Reproduce the material below verbatim and in full, from its first line to its last.

MATERIAL FOR THE TASK -
-=-=-=-=-

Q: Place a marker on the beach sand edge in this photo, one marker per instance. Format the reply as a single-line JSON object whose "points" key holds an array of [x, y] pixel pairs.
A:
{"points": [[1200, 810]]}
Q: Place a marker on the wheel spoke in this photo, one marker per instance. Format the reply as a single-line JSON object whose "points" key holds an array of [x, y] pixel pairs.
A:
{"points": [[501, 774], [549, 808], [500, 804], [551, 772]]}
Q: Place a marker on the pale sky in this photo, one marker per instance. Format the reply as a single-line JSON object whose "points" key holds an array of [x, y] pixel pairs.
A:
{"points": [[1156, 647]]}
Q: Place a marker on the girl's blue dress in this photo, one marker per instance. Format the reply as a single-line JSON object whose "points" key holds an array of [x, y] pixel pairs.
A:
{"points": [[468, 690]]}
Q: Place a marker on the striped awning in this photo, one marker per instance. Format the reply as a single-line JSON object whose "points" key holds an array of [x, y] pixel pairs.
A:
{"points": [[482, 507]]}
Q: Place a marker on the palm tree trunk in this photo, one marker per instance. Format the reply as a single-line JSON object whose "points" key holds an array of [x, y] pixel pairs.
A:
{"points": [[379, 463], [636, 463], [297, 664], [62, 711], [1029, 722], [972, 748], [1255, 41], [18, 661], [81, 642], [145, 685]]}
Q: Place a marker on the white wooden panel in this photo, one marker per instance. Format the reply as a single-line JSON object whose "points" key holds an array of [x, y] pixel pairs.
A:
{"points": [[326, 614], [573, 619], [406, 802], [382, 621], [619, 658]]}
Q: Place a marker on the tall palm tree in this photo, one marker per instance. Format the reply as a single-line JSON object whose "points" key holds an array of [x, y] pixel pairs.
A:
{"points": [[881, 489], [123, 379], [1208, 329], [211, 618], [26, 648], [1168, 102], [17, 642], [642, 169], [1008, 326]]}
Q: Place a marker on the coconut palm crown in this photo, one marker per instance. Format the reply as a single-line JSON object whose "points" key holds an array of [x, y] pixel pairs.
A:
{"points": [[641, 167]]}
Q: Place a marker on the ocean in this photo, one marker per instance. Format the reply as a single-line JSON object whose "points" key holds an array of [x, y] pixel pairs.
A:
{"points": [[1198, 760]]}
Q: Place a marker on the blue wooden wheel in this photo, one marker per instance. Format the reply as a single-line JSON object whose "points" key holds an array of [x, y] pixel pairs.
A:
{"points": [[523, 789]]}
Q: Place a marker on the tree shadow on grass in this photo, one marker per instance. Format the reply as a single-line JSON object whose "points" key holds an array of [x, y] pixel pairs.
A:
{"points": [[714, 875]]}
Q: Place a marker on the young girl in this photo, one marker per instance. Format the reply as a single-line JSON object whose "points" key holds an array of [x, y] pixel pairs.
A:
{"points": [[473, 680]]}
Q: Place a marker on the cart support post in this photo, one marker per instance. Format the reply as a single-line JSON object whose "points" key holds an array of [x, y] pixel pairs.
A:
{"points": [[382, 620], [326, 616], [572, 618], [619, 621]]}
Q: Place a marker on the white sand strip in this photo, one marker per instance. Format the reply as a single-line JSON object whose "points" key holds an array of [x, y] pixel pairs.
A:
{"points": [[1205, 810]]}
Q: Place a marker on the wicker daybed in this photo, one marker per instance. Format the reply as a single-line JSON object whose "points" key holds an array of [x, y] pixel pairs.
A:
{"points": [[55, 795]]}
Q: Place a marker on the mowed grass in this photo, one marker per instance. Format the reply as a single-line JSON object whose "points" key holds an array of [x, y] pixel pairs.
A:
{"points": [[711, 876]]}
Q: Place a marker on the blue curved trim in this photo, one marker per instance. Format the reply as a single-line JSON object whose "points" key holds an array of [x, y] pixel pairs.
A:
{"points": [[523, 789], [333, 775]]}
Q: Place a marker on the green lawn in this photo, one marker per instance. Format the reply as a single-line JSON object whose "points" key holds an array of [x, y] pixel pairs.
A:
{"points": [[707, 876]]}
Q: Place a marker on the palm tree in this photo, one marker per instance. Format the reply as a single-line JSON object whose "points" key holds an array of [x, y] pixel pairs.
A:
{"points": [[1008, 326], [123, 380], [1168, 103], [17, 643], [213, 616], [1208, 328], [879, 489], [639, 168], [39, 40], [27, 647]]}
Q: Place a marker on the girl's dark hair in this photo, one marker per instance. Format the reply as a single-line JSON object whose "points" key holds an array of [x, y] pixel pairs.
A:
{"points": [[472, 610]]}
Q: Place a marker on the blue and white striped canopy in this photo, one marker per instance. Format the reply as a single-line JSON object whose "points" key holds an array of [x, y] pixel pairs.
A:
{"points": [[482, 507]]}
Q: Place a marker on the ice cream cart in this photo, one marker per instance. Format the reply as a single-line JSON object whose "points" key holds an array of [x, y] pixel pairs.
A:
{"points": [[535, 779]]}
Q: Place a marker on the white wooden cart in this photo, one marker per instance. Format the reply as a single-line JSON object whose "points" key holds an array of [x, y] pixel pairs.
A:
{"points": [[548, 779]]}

-=-=-=-=-

RESPONSE FOR THIS EXERCISE -
Q: Place a marker on the beach sand edge in this photo, one marker per instance. Format the reply as a single-line JSON object whose "points" key holds an array of [x, y] pixel pairs.
A:
{"points": [[1200, 810]]}
Q: Place a marker on the wheel spoke in this photo, one marker per instance. Format the reply as a single-line JSON object whose "points" key holds an array of [x, y] pixel pairs.
A:
{"points": [[501, 774], [549, 808], [500, 804], [551, 772]]}
Q: Place a marker on the pale sky in this photo, one marker per instance. Format the reply as a single-line JSON object whose "points" key holds an array of [x, y] pixel pairs.
A:
{"points": [[1156, 647]]}
Q: Place a marker on the girl's blue dress in this photo, one marker per instance. Format the reply as a single-line JSON object whose "points" key holds an array of [x, y] pixel pairs.
A:
{"points": [[468, 690]]}
Q: Place a marker on the striped awning in this photo, one marker per instance. Format the reply as a single-line JSON object whose "points" key holds an array of [x, y] pixel pairs.
A:
{"points": [[482, 507]]}
Q: Place a marker on the palm tree trunk in this photo, one marker per instance. Format the reply as a single-line JSON object whose "points" key holds an array of [x, y] pixel pairs.
A:
{"points": [[379, 463], [636, 463], [297, 664], [62, 711], [1029, 722], [972, 748], [1255, 41], [18, 661], [81, 642], [145, 685]]}
Q: Place a marker on the white wooden panel in this photo, one marker per instance. Format the reply as a single-line JSON object whose "points" key holds an array of [x, y] pixel pairs.
A:
{"points": [[326, 614], [573, 619], [406, 802], [382, 621], [619, 658]]}
Q: Place a marker on the tall palm tree in this photo, one marker per instance. Format the reply as a single-line JSON object whose "points" key holds an array of [x, y] pixel pairs.
A:
{"points": [[881, 489], [123, 379], [1208, 329], [211, 618], [26, 648], [1168, 102], [17, 642], [642, 169], [1008, 326]]}
Q: Place a marker on the coconut palm crown in this photo, one marker per instance. Format the reply as a single-line JSON object whose "points" key holds an array of [x, y] pixel pairs.
A:
{"points": [[641, 167]]}
Q: Place a marker on the ocean in this photo, one marker per instance. Format the reply as a single-line JSON object whose "points" key holds an array of [x, y] pixel pairs.
A:
{"points": [[1198, 760]]}
Q: Place a marker on the blue wooden wheel in this photo, one marker per instance. Format the reply as a single-line JSON object whose "points" key holds an array of [x, y] pixel pairs.
A:
{"points": [[523, 789]]}
Q: Place a marker on the tree shadow on grass in this photo, one marker per instance. Format the reply as a single-line JSON object whose "points" key holds an array of [x, y] pixel pairs.
A:
{"points": [[714, 875]]}
Q: Place a marker on the young girl in this photo, one marker per instance. Format the reply as a single-line JSON object whose "points" key holds an array of [x, y] pixel pairs.
A:
{"points": [[473, 680]]}
Q: Place a marker on the cart support post in this photo, one marker per instance. Format the reply as a single-line JSON object whose "points" key holds an array of [x, y] pixel pairs.
A:
{"points": [[382, 620], [326, 616], [572, 618], [619, 621]]}
Q: Place a marker on the white sand strip in this photo, one marker per instance. Format the reply as a single-line JSON object whose "points" key holds an array of [x, y] pixel pairs.
A:
{"points": [[1205, 810]]}
Q: Place a marker on the wicker daybed in this photo, one marker per instance. Format the reply as a single-line JSON object whose "points" key holds an array of [x, y] pixel pairs.
A:
{"points": [[55, 795]]}
Q: Place a marker on the mowed grass in this photo, one marker per instance. Format the reply as a single-line JSON object whose "points" key holds an array of [x, y] pixel pairs.
A:
{"points": [[711, 876]]}
Q: Place a marker on the blue curved trim in this photo, one marker per instance. Format the reply as a single-line JSON object whose "points" key holds an array of [x, y] pixel pairs.
A:
{"points": [[523, 789], [333, 775]]}
Q: Place a marker on the green lawn in this photo, one marker per instance. Format the reply as a single-line JSON object whose "points" key holds an array of [x, y] pixel pairs.
A:
{"points": [[707, 876]]}
Q: Place a marker on the palm tree in this photo, one marker per instance. Format the reply as a single-line JSON object whose "points" key holds an array of [x, y] pixel pairs.
A:
{"points": [[1008, 326], [123, 380], [1168, 103], [17, 643], [213, 616], [1208, 328], [879, 489], [639, 168], [39, 40], [27, 647]]}
Q: Place a marker on the girl's dark hair in this photo, one marker per instance. Format the reply as a single-line JSON object whose "points" key holds an array of [x, y] pixel pairs.
A:
{"points": [[472, 610]]}
Q: Place a marker on the blue and white striped canopy in this photo, one marker per instance. Format the reply as a single-line JSON object whose "points" key holds an array of [x, y] pixel pairs.
A:
{"points": [[482, 507]]}
Q: Place a marker on the ice cream cart in this photo, one marker per instance. Format the reply as a single-line JSON object whose "points" key holds an array of [x, y] pixel pairs.
A:
{"points": [[535, 779]]}
Q: Place a marker on the white wooden cart in this photo, one marker per instance. Format the reply as a single-line JSON object whose "points" key holds an array of [x, y] pixel pairs.
A:
{"points": [[548, 779]]}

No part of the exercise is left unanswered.